• _Set task_
The records follow. Transcribe only the lines from the line containing "the chameleon's head" through the end, both ends included, and leave out the pictures.

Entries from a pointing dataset
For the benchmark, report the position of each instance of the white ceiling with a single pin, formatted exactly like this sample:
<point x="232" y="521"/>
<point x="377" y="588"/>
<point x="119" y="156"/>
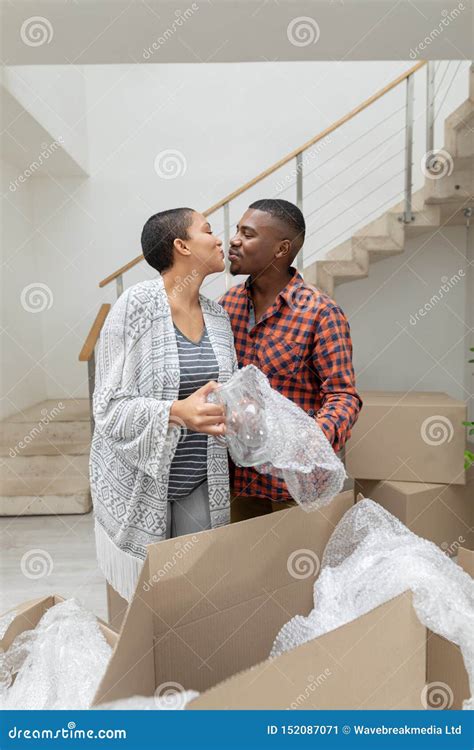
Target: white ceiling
<point x="117" y="31"/>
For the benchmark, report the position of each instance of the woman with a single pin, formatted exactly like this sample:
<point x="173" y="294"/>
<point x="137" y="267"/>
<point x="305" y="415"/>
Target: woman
<point x="157" y="467"/>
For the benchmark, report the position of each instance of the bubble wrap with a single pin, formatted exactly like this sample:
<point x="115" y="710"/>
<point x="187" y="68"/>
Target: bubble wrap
<point x="173" y="701"/>
<point x="271" y="433"/>
<point x="58" y="665"/>
<point x="372" y="557"/>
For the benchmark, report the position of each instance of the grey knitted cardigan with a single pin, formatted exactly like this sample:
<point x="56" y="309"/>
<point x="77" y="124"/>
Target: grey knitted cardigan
<point x="137" y="379"/>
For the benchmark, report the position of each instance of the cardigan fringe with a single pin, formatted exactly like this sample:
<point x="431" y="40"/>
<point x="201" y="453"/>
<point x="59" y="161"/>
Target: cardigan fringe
<point x="120" y="569"/>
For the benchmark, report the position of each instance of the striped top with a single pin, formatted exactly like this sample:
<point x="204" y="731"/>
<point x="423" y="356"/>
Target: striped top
<point x="198" y="365"/>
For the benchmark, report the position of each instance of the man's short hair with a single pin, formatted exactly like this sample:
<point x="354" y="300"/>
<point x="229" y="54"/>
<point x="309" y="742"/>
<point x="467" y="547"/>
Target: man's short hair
<point x="288" y="214"/>
<point x="159" y="234"/>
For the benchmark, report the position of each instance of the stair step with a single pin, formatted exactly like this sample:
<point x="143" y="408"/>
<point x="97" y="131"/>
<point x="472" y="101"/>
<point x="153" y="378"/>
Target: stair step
<point x="57" y="410"/>
<point x="35" y="438"/>
<point x="45" y="505"/>
<point x="459" y="130"/>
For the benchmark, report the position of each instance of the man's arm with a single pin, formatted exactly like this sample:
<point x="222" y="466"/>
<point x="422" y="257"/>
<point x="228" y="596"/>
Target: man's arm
<point x="332" y="363"/>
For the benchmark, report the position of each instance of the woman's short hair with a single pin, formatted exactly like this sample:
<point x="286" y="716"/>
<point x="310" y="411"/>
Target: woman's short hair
<point x="159" y="234"/>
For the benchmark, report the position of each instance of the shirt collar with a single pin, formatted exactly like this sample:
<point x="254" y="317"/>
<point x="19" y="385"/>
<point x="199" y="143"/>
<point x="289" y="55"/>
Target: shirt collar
<point x="288" y="291"/>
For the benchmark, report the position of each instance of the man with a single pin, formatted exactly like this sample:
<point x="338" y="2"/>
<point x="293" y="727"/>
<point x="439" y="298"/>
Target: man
<point x="295" y="334"/>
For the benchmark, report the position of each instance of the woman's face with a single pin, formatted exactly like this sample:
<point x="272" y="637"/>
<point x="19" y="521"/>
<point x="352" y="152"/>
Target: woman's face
<point x="206" y="249"/>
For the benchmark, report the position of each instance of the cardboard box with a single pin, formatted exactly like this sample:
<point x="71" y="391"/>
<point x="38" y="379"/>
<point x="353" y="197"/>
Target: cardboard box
<point x="30" y="613"/>
<point x="408" y="437"/>
<point x="445" y="664"/>
<point x="208" y="606"/>
<point x="442" y="513"/>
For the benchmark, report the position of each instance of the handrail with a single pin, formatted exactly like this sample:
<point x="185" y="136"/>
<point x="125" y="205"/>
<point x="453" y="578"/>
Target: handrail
<point x="296" y="152"/>
<point x="87" y="351"/>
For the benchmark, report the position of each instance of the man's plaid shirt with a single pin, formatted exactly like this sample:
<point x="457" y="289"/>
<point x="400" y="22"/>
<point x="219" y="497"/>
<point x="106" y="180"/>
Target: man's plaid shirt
<point x="303" y="345"/>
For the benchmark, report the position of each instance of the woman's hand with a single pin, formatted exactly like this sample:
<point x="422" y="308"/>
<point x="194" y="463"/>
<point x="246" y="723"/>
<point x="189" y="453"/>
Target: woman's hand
<point x="199" y="415"/>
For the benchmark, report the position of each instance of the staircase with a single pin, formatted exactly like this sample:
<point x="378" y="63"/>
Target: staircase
<point x="45" y="466"/>
<point x="446" y="193"/>
<point x="44" y="455"/>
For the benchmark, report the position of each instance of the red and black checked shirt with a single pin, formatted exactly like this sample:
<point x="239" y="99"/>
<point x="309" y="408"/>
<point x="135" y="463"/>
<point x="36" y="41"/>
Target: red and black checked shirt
<point x="303" y="345"/>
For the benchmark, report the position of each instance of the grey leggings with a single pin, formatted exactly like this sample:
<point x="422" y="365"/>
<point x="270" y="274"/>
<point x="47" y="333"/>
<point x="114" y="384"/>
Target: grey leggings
<point x="187" y="515"/>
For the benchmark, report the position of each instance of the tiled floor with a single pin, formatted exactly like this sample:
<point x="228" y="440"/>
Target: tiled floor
<point x="43" y="555"/>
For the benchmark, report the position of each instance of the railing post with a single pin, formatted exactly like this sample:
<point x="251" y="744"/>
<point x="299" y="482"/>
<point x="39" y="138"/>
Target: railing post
<point x="299" y="203"/>
<point x="407" y="214"/>
<point x="430" y="83"/>
<point x="91" y="382"/>
<point x="226" y="244"/>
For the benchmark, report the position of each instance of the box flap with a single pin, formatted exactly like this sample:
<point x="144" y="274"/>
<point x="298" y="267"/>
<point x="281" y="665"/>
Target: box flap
<point x="374" y="662"/>
<point x="131" y="670"/>
<point x="466" y="560"/>
<point x="213" y="601"/>
<point x="196" y="575"/>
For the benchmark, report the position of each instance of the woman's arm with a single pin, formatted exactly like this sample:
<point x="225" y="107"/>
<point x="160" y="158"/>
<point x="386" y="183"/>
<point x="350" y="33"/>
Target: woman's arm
<point x="137" y="427"/>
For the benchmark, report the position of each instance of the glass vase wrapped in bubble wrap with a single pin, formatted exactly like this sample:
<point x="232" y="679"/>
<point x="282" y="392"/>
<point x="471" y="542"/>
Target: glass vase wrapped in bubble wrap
<point x="271" y="433"/>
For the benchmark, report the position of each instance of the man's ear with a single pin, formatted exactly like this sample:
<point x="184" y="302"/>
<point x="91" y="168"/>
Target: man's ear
<point x="180" y="247"/>
<point x="284" y="249"/>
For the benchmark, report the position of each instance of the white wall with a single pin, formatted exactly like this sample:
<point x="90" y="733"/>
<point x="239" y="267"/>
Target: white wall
<point x="396" y="347"/>
<point x="229" y="122"/>
<point x="23" y="380"/>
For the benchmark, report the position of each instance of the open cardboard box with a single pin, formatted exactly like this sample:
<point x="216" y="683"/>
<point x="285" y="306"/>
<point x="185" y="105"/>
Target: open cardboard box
<point x="30" y="613"/>
<point x="442" y="513"/>
<point x="412" y="436"/>
<point x="208" y="606"/>
<point x="444" y="659"/>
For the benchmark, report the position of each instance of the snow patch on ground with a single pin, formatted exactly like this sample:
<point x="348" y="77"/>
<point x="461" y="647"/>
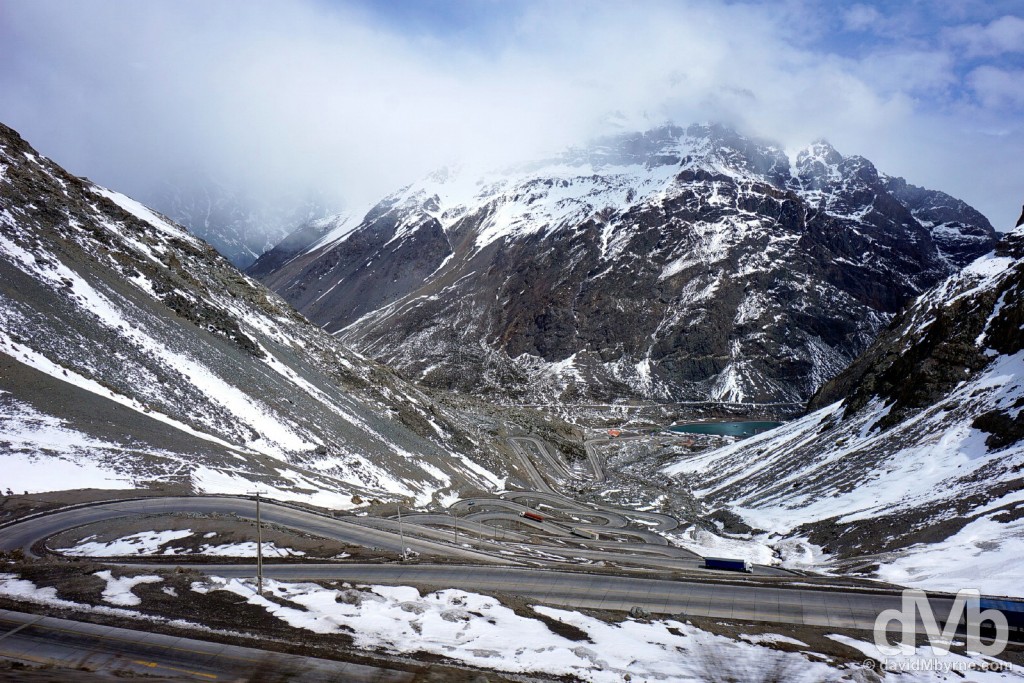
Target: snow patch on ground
<point x="119" y="590"/>
<point x="161" y="543"/>
<point x="921" y="665"/>
<point x="707" y="544"/>
<point x="984" y="555"/>
<point x="475" y="629"/>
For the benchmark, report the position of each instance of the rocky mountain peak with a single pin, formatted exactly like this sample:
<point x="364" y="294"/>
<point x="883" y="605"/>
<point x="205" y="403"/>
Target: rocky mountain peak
<point x="674" y="263"/>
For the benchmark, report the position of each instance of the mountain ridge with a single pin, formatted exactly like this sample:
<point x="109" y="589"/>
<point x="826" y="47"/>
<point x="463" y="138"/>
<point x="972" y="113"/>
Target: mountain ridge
<point x="134" y="354"/>
<point x="550" y="265"/>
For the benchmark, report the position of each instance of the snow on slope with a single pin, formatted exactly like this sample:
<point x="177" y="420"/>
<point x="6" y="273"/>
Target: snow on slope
<point x="160" y="363"/>
<point x="664" y="265"/>
<point x="916" y="474"/>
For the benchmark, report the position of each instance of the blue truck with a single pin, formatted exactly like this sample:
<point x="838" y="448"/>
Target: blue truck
<point x="728" y="564"/>
<point x="1014" y="611"/>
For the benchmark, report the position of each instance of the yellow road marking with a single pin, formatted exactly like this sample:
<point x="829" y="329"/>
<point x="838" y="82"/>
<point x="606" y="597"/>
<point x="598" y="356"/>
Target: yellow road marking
<point x="154" y="665"/>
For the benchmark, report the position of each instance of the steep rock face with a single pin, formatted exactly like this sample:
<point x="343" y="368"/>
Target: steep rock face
<point x="912" y="464"/>
<point x="132" y="354"/>
<point x="239" y="225"/>
<point x="676" y="264"/>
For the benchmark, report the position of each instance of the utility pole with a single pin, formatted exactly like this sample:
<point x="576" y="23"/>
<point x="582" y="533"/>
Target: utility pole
<point x="401" y="535"/>
<point x="259" y="550"/>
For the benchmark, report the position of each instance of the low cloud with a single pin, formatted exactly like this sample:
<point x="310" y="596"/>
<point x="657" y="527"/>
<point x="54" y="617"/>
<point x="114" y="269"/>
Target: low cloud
<point x="339" y="98"/>
<point x="998" y="37"/>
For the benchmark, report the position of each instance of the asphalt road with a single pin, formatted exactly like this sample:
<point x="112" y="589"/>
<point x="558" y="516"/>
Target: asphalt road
<point x="25" y="534"/>
<point x="74" y="645"/>
<point x="832" y="608"/>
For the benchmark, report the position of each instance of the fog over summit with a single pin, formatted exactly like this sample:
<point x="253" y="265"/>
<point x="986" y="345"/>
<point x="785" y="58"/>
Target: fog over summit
<point x="353" y="99"/>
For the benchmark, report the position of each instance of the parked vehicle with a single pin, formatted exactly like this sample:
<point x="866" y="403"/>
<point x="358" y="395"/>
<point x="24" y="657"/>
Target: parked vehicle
<point x="1012" y="609"/>
<point x="728" y="564"/>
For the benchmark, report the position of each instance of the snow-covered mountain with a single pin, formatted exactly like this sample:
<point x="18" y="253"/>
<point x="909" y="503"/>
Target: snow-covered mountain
<point x="240" y="225"/>
<point x="131" y="354"/>
<point x="911" y="468"/>
<point x="675" y="264"/>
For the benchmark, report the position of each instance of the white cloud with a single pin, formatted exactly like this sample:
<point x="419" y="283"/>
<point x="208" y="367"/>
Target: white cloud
<point x="997" y="87"/>
<point x="861" y="17"/>
<point x="305" y="93"/>
<point x="998" y="37"/>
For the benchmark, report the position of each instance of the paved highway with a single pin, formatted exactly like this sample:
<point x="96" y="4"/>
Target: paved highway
<point x="848" y="608"/>
<point x="73" y="645"/>
<point x="24" y="535"/>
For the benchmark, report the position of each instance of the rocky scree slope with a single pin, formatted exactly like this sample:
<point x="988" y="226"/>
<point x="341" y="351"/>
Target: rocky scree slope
<point x="131" y="354"/>
<point x="912" y="465"/>
<point x="673" y="265"/>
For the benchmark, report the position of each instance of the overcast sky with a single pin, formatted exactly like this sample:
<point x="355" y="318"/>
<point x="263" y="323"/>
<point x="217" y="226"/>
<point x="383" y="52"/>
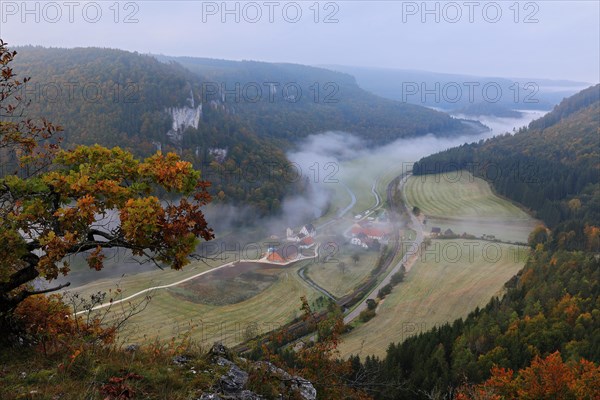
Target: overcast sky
<point x="536" y="39"/>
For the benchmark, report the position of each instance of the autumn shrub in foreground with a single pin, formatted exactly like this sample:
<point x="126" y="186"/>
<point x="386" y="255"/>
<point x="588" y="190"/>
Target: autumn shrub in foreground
<point x="549" y="378"/>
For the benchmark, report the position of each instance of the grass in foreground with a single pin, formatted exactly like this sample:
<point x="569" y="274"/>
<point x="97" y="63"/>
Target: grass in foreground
<point x="168" y="314"/>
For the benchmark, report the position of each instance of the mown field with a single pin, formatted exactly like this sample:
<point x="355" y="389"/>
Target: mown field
<point x="340" y="280"/>
<point x="448" y="282"/>
<point x="464" y="203"/>
<point x="186" y="309"/>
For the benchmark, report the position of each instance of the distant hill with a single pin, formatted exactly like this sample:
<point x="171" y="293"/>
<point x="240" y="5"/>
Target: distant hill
<point x="454" y="91"/>
<point x="552" y="167"/>
<point x="316" y="100"/>
<point x="550" y="306"/>
<point x="190" y="105"/>
<point x="492" y="109"/>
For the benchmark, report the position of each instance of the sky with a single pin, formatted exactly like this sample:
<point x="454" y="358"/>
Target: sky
<point x="533" y="39"/>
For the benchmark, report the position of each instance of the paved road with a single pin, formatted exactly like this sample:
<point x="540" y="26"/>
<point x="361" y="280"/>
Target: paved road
<point x="418" y="227"/>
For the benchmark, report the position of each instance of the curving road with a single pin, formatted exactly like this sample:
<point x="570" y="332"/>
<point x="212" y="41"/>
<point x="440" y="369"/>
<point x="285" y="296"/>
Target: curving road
<point x="418" y="227"/>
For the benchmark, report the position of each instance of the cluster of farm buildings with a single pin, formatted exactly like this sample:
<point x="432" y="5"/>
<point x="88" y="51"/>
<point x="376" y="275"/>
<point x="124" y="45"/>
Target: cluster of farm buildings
<point x="294" y="244"/>
<point x="369" y="234"/>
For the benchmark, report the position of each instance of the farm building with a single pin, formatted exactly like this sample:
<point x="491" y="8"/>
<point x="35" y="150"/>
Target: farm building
<point x="307" y="230"/>
<point x="283" y="254"/>
<point x="307" y="243"/>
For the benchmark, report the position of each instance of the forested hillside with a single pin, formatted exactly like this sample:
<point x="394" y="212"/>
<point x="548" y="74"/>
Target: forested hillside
<point x="118" y="98"/>
<point x="552" y="167"/>
<point x="553" y="303"/>
<point x="305" y="100"/>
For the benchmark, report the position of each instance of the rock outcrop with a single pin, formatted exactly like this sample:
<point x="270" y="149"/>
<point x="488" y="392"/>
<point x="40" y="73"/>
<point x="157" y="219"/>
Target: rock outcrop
<point x="232" y="385"/>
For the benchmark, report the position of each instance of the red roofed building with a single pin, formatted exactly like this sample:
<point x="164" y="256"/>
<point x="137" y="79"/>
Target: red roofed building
<point x="307" y="243"/>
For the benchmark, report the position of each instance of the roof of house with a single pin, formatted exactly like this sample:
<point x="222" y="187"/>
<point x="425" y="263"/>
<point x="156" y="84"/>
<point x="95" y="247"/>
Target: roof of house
<point x="275" y="257"/>
<point x="307" y="240"/>
<point x="309" y="227"/>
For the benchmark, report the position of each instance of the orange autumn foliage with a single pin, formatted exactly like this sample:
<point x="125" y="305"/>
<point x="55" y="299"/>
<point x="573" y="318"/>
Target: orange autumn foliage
<point x="545" y="379"/>
<point x="48" y="323"/>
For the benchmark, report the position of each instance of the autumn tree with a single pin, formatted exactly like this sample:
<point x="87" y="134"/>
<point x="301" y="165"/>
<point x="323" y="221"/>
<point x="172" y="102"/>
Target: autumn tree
<point x="548" y="378"/>
<point x="58" y="203"/>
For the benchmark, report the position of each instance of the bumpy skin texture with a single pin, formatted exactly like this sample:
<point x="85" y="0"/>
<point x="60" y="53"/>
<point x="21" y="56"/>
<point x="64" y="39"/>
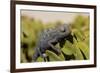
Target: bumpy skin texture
<point x="49" y="38"/>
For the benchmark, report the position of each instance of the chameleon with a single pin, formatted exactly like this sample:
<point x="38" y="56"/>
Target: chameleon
<point x="49" y="38"/>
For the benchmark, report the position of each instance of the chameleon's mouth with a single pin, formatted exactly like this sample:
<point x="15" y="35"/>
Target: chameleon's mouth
<point x="70" y="38"/>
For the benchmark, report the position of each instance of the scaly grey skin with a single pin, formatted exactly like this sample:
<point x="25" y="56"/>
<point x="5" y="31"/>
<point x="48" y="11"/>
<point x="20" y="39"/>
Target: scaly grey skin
<point x="49" y="38"/>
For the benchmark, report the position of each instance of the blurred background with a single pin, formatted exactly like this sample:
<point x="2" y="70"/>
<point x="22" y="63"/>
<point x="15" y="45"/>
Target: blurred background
<point x="33" y="22"/>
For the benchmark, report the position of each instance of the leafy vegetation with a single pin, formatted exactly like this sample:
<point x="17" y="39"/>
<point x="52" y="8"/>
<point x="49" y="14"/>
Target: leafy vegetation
<point x="30" y="29"/>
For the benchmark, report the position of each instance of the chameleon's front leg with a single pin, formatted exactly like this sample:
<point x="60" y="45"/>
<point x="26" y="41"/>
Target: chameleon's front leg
<point x="54" y="49"/>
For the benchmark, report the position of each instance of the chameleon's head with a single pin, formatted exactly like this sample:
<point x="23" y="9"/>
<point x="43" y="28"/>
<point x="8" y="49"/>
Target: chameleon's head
<point x="65" y="30"/>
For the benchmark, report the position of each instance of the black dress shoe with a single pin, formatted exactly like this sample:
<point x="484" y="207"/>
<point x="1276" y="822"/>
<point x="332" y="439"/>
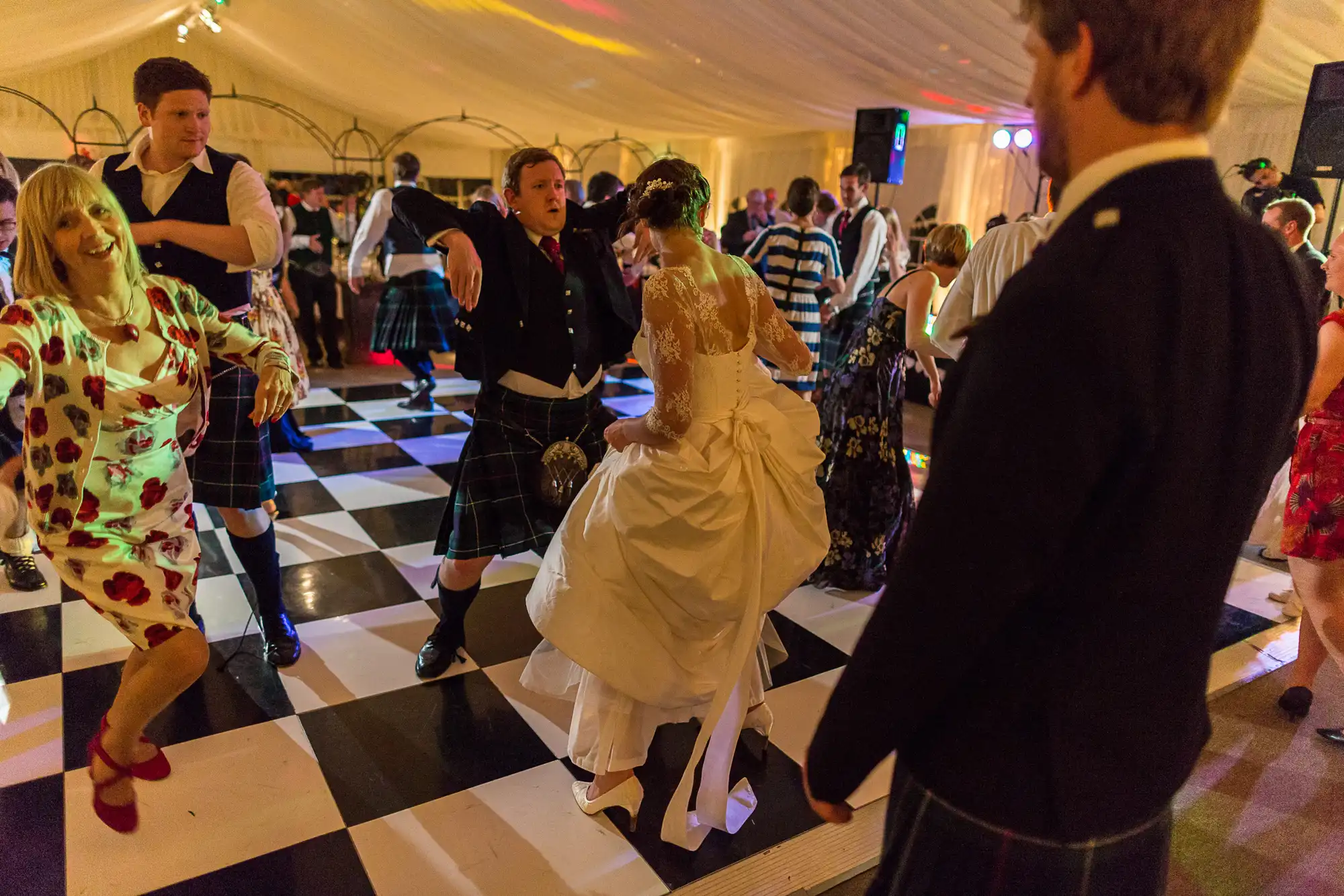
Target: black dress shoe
<point x="1296" y="703"/>
<point x="282" y="641"/>
<point x="440" y="651"/>
<point x="22" y="572"/>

• _Final answer_
For the benchmark, report the position of each instance of the chameleon's head with a single pin, formatted exactly like this sample:
<point x="23" y="9"/>
<point x="43" y="28"/>
<point x="8" y="49"/>
Target: chameleon's head
<point x="65" y="30"/>
For the benchmark, report the position of each instance of the black dress shoe with a single pin, formatted exactly like this sample:
<point x="484" y="207"/>
<point x="1276" y="822"/>
<point x="332" y="439"/>
Target: black dress shoe
<point x="1296" y="703"/>
<point x="282" y="641"/>
<point x="440" y="651"/>
<point x="22" y="572"/>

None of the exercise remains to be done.